Early-Stage Apple Leaf Disease Prediction Model
Project information
Premature leaf fall, scab, Alternaria leaf spot, brown spot, mosaic, grey spot, and rust are common types of apple leaf diseases. Due to the arrival of monsoon, there is excess moisture in the air because of an outbreak of diseases in plants that is being witnessed in the hilly region. Farmers from these regions are always worried about the health of Apple plants. The scientists working in various departments, KrishiVigyanKendra’s, and regional research stations have given the required inputs to control the problems but that is not useful to identify the problem in the early stage. Also, the current disease diagnosis based on human scouting is time-consuming and expensive. Our proposed system identifies various apple leaf diseases in an early stage that will alert the farmers and nearby research institutes to take appropriate action to control it.
The dataset contains 1821 images of apple leaves which has normal leaves, scab, rust, and other disease infected leaves. The proposed regional convolutional neural network-based approach is capable of localizing and classifying the disease with 90% accuracy.
Problem Statement
Agriculture plays an important role in the economy of every country. Produce produced by farmers must be in a proper condition to achieve expected profit. Advancements in technology must be used in this domain to save and make products market ready. But due to continuous change in weather and lack of technology access in this field, farmers are facing a huge challenge to protect their produce from different diseases that are unexpected and occurred at any time.
Proposed methodology
The proposed method is based on Mask-RCNN (Regional Convolutional Neural Network). Mask RCNN is an extension of faster RCNN. RCNN is an object detection algorithm which is also used for image segmentation and masking. It is a pixel level classification that determines which all pixels belong to which object. The Mask-RCNN architecture is divided into three parts. First pretrained model of CNN, second Region Proposal Network(RPN) and last is fully connected layer and output. Backbone to this algorithm is ResNet50 which is used to extract the features of images. Detailed pipeline of proposed method is shown in figure 1, below.
Initially we have used weights of pre trained model trained on plant pathology 2020 dataset. Last layer of this pretrained model architecture is a fully connected layer that has a softmax activation function. Feature maps from this model is used as an input to the Region Proposal network.
Region Proposal network:
Region proposal is an area where objects can possibly be found. It uses CNN to find regions of interest using binary classifiers. CNN layers of Regressor plot bounding box around possible objects and later by finding Intersection over Union we can decide which boxes possibly contain regions of interest. Region of Interest (ROI) can be calculated by dividing area of intersection by area of union.Once regions of interest get finalized, the next step is to have ROI Pooling.

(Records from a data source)
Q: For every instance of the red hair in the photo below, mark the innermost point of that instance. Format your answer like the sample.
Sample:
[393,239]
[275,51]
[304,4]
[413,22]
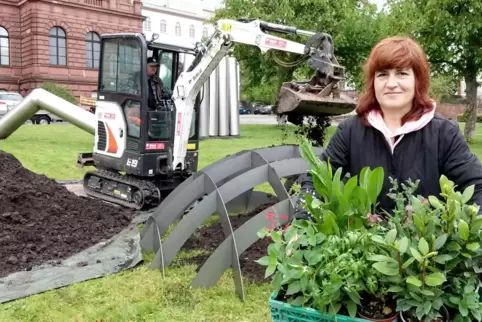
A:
[397,52]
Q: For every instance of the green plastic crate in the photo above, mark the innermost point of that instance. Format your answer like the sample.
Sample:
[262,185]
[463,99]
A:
[284,312]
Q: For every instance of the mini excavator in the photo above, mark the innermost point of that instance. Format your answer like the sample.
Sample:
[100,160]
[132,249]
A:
[140,163]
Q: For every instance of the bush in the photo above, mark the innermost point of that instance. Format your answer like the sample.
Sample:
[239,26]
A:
[60,91]
[464,116]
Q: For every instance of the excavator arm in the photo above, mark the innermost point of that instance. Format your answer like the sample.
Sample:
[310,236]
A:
[318,50]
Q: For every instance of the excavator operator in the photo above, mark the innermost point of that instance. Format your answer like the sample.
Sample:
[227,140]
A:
[157,93]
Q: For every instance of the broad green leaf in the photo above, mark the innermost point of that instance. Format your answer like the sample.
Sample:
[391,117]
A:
[442,259]
[473,246]
[476,225]
[386,269]
[453,246]
[378,239]
[349,186]
[395,289]
[355,297]
[440,241]
[414,281]
[416,254]
[427,292]
[382,258]
[293,287]
[435,279]
[463,230]
[419,224]
[352,309]
[434,202]
[423,246]
[408,262]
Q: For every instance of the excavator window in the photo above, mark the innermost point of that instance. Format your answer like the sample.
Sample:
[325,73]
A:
[121,66]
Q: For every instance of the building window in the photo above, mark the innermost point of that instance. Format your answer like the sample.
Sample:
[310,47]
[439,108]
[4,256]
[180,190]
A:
[178,29]
[4,47]
[192,31]
[57,47]
[92,50]
[147,24]
[163,27]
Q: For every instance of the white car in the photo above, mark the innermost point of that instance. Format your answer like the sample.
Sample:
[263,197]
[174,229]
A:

## [Exercise]
In the apple leaf disease text, put this sentence into Spanish: "The Mask-RCNN architecture is divided into three parts."

## [Reply]
La arquitectura de Mask-RCNN se divide en tres partes.